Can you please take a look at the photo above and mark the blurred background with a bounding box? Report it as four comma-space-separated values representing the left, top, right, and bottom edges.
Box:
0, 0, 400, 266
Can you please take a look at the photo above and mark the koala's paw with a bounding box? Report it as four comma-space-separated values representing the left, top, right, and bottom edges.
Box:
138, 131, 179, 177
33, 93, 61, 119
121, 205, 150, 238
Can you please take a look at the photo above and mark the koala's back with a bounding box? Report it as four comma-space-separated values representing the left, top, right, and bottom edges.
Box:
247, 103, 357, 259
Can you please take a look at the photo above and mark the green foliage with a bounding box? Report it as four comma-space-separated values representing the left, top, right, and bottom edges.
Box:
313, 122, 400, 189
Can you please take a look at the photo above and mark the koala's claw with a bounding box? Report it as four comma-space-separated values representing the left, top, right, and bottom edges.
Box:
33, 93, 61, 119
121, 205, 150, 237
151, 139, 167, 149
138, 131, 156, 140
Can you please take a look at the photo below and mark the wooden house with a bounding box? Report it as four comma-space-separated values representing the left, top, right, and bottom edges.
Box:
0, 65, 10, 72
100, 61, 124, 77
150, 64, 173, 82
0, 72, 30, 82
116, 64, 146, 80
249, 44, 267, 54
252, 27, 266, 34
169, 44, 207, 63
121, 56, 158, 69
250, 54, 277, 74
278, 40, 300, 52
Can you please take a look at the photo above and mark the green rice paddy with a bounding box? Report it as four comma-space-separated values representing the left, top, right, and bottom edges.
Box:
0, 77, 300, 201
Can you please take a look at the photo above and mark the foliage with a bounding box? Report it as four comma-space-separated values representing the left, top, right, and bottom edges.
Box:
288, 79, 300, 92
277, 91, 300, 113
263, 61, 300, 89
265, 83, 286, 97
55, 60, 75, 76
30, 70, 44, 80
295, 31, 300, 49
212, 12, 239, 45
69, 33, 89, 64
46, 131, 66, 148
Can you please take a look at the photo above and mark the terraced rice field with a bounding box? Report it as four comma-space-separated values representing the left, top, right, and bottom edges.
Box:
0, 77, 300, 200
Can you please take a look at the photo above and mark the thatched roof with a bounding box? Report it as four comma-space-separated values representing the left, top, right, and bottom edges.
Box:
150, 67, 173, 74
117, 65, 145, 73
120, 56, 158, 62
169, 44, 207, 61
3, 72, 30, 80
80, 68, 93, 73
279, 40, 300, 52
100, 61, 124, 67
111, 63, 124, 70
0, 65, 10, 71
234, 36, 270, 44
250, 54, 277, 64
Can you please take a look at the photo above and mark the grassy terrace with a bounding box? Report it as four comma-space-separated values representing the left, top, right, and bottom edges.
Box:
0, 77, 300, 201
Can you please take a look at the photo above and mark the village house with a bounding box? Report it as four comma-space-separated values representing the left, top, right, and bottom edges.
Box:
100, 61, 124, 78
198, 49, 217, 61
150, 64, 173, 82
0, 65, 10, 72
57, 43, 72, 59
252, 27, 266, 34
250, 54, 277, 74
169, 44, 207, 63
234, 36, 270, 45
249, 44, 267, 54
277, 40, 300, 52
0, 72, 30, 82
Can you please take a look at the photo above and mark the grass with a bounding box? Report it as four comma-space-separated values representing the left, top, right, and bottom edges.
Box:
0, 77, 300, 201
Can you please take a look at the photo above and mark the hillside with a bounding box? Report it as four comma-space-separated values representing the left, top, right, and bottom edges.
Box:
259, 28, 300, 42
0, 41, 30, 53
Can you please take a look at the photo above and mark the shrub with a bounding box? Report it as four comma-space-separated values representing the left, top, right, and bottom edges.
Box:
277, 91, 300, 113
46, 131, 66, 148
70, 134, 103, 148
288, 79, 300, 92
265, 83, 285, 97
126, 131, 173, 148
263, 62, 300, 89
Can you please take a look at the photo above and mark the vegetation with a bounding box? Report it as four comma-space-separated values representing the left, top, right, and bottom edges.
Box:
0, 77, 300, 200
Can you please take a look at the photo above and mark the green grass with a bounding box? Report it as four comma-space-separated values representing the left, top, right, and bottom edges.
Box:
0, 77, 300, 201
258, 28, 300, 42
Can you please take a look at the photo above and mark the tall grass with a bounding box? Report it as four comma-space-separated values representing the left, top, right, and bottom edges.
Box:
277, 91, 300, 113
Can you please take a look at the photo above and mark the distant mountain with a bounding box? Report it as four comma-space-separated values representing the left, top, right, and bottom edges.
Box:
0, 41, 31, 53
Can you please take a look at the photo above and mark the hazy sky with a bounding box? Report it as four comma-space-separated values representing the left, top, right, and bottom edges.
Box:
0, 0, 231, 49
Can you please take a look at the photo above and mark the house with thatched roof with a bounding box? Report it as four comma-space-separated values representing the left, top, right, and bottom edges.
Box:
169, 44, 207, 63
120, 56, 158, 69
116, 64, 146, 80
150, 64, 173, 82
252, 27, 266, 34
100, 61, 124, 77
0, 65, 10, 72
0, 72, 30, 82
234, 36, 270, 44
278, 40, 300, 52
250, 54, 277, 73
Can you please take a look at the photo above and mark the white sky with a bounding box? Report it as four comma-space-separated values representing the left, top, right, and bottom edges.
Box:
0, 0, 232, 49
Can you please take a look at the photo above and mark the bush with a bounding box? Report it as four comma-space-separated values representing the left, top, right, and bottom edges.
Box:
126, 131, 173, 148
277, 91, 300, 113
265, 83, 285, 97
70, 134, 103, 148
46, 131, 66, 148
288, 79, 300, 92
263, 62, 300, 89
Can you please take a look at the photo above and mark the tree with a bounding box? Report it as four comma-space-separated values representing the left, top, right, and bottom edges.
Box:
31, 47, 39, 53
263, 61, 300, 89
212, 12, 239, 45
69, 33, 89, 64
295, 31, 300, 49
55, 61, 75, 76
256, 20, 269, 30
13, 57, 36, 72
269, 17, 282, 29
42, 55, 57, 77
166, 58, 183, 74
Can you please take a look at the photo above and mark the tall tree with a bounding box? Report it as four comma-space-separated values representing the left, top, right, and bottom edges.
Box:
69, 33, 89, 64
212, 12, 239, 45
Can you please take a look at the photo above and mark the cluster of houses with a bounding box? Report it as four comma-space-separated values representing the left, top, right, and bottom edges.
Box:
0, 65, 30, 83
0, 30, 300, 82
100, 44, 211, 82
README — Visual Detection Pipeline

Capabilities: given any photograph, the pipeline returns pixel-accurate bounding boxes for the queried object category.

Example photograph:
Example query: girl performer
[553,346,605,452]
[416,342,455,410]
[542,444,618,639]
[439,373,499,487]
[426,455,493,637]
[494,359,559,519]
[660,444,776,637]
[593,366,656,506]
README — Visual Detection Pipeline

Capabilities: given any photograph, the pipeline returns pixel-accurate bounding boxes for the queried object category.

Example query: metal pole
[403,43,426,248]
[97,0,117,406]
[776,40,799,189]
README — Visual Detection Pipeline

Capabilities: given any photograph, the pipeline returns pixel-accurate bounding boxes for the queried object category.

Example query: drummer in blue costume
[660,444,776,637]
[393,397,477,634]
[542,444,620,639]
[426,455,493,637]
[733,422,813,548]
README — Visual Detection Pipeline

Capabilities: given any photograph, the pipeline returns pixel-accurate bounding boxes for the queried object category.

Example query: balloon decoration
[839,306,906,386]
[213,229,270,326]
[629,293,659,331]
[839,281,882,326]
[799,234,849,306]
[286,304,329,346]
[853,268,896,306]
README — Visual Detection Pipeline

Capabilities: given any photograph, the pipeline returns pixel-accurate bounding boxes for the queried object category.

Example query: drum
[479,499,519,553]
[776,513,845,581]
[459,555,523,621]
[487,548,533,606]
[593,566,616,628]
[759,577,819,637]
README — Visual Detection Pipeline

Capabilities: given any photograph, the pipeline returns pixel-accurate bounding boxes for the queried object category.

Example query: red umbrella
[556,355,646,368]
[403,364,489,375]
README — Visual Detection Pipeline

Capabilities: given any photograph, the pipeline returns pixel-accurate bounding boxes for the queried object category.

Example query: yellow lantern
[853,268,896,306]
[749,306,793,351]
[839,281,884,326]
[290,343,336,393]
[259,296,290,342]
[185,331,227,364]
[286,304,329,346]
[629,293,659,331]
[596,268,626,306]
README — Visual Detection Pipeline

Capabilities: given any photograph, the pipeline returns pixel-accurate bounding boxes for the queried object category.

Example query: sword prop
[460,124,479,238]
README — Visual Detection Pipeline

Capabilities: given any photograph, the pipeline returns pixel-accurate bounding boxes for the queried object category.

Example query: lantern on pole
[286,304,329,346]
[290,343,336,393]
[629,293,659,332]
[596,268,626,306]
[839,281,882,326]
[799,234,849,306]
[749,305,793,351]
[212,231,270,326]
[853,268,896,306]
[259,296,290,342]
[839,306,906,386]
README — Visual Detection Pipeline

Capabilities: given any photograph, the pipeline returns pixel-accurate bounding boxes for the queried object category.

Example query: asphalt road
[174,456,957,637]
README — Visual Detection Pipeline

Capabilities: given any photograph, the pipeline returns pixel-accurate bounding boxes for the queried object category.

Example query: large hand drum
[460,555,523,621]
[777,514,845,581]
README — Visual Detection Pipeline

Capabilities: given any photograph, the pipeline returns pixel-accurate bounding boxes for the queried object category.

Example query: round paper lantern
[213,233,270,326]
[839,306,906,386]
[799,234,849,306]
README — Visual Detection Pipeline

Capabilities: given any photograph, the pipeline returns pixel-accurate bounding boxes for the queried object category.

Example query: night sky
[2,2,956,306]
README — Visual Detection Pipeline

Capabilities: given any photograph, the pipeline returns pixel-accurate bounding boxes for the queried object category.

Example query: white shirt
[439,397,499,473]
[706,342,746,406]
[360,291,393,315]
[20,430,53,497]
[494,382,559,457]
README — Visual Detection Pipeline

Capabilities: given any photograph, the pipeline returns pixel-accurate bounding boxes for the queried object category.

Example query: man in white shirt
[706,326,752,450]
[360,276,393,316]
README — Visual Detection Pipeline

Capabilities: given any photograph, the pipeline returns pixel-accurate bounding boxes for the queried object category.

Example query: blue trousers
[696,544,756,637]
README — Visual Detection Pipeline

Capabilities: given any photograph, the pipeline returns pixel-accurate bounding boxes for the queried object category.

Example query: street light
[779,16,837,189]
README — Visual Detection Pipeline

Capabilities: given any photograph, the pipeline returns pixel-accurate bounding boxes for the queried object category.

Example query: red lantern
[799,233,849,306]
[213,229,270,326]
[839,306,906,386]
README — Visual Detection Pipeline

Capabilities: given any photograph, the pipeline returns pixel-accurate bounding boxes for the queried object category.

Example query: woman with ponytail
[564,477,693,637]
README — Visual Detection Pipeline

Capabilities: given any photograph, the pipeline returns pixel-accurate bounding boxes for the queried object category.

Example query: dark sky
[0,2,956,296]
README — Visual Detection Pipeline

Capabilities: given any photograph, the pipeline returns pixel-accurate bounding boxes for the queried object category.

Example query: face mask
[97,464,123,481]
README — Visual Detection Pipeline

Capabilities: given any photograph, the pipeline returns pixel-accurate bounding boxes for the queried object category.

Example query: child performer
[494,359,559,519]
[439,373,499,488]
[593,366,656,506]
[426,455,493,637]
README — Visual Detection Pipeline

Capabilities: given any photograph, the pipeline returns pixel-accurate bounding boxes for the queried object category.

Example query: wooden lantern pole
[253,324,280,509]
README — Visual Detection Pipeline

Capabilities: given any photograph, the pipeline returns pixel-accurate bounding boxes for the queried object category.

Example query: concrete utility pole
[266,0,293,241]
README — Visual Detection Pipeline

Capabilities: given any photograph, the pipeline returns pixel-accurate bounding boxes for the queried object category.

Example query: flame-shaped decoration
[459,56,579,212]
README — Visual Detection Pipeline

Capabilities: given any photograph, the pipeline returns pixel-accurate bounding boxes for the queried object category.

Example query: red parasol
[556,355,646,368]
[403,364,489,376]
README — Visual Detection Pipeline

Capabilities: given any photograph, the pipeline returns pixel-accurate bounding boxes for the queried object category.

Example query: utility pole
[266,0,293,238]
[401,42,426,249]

* * *

• [DIRECTIVE]: Rewrite the data from its beginning through the line containing "121, 205, 150, 238", replacing "paw" with "foot" and leaving everything else unchanged.

• [EXPECTED OUTPUT]:
Can you please take a look at the photo above and mark the blurred background with a bounding box? Report it as four comma-space-separated values representing the left, top, right, and bottom edges.
Box:
0, 0, 400, 266
Can you please take a look at the photo above and mark the koala's foot with a bounding box? Report it as four comma-space-separated values representing the left, top, right, and bottom edges.
Box:
138, 131, 179, 177
33, 93, 61, 119
121, 205, 150, 238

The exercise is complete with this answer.